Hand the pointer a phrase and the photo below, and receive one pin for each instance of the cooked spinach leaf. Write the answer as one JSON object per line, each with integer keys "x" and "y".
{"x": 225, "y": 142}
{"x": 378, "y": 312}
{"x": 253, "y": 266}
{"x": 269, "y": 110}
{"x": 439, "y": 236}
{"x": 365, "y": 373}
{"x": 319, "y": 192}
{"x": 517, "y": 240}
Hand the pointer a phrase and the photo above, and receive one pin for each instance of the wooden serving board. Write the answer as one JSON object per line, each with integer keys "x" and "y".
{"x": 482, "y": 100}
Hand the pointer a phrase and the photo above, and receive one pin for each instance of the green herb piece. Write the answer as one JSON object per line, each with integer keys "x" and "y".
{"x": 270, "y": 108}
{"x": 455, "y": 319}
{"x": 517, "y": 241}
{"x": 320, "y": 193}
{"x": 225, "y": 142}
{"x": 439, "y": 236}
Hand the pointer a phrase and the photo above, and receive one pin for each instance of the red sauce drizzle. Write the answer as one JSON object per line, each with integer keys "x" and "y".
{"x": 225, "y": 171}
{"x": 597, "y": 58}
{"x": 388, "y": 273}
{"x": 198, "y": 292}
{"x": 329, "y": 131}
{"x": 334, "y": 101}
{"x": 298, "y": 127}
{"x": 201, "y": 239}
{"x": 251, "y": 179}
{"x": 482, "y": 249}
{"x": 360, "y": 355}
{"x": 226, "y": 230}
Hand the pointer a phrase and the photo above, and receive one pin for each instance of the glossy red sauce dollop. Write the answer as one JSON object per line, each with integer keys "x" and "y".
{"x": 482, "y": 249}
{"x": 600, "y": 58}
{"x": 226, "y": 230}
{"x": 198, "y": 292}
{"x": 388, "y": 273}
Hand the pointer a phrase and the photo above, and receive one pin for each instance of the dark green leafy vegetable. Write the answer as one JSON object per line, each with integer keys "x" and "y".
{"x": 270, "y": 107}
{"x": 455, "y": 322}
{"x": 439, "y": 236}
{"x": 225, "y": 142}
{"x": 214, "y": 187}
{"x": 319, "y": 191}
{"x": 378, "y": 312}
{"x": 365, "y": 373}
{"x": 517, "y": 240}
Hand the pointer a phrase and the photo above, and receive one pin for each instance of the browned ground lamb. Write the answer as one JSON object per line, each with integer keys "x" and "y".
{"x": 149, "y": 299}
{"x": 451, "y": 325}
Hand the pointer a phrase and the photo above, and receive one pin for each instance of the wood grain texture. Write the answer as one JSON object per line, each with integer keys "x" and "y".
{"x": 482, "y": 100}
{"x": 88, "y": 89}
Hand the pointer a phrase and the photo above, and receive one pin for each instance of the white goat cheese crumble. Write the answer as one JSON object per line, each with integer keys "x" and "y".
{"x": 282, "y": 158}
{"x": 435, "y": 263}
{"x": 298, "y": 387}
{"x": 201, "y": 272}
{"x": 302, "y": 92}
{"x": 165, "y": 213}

····················

**The request**.
Rewrite all of the material above as a Markdown table with the columns Row and Text. Give each line its own row number and leave out any blank lines.

**Full answer**.
| Row | Text |
|---|---|
| 1 | Hand the pointer a phrase and the photo below, and receive one pin for each instance of the cooked spinach leaf. Write the answer as one JSON object per line, each with integer keys "x" and "y". |
| 2 | {"x": 225, "y": 142} |
| 3 | {"x": 378, "y": 312} |
| 4 | {"x": 253, "y": 266} |
| 5 | {"x": 269, "y": 110} |
| 6 | {"x": 439, "y": 236} |
| 7 | {"x": 365, "y": 373} |
| 8 | {"x": 319, "y": 192} |
| 9 | {"x": 517, "y": 240} |
| 10 | Hand the pointer a phrase and the photo above, and receive one pin for each instance of the wooden serving board. Write the answer as one JSON object per line, each with integer keys "x" and "y". |
| 11 | {"x": 482, "y": 100} |
| 12 | Hand the pointer a phrase and the photo above, and receive one pin for each instance of the green herb piece. Write the answer as one JSON object per line, each with integer keys "x" and "y". |
| 13 | {"x": 270, "y": 108} |
| 14 | {"x": 455, "y": 319} |
| 15 | {"x": 517, "y": 241} |
| 16 | {"x": 320, "y": 193} |
| 17 | {"x": 225, "y": 142} |
| 18 | {"x": 439, "y": 236} |
| 19 | Hand the pointer a phrase and the photo above, and receive one pin for each instance of the red sauce drizzle. Write the answer as one JSON object per line, each with integer keys "x" and "y". |
| 20 | {"x": 225, "y": 171} |
| 21 | {"x": 597, "y": 58} |
| 22 | {"x": 388, "y": 273} |
| 23 | {"x": 198, "y": 292} |
| 24 | {"x": 329, "y": 131} |
| 25 | {"x": 334, "y": 101} |
| 26 | {"x": 298, "y": 127} |
| 27 | {"x": 201, "y": 239} |
| 28 | {"x": 251, "y": 179} |
| 29 | {"x": 482, "y": 249} |
| 30 | {"x": 360, "y": 355} |
| 31 | {"x": 226, "y": 230} |
| 32 | Hand the pointer a phrase and the photo above, and receive one pin for each instance of the glossy red sauce dollop. Write the answer as one JSON object per line, each with integer keys "x" and "y". |
| 33 | {"x": 482, "y": 249} |
| 34 | {"x": 600, "y": 58} |
| 35 | {"x": 226, "y": 230} |
| 36 | {"x": 198, "y": 292} |
| 37 | {"x": 388, "y": 273} |
| 38 | Hand the pointer a phrase and the photo above, and receive one pin for each instance of the dark green leafy vegetable. Write the answer as one JSON object per line, each with integer keys "x" and "y". |
| 39 | {"x": 270, "y": 107} |
| 40 | {"x": 455, "y": 322} |
| 41 | {"x": 439, "y": 236} |
| 42 | {"x": 225, "y": 142} |
| 43 | {"x": 214, "y": 187} |
| 44 | {"x": 319, "y": 191} |
| 45 | {"x": 378, "y": 312} |
| 46 | {"x": 365, "y": 373} |
| 47 | {"x": 517, "y": 240} |
| 48 | Hand the pointer a phrase and the photo above, and receive one pin for each instance of the browned ground lamb. Write the answer as one JSON object per line, each with integer keys "x" and "y". |
| 49 | {"x": 149, "y": 299} |
| 50 | {"x": 451, "y": 325} |
| 51 | Hand the pointer a phrase and the photo above, and receive one pin for each instance of the wood grain texture. Write the answer as one JSON object per line, each with integer keys "x" and "y". |
| 52 | {"x": 482, "y": 100} |
| 53 | {"x": 88, "y": 89} |
| 54 | Hand the pointer a phrase and the photo above, and receive one pin for each instance of the white goat cheese crumble. Write the answer as one JSON object per line, each with integer keys "x" and "y". |
| 55 | {"x": 282, "y": 158} |
| 56 | {"x": 435, "y": 263} |
| 57 | {"x": 298, "y": 387} |
| 58 | {"x": 201, "y": 272} |
| 59 | {"x": 302, "y": 92} |
| 60 | {"x": 165, "y": 213} |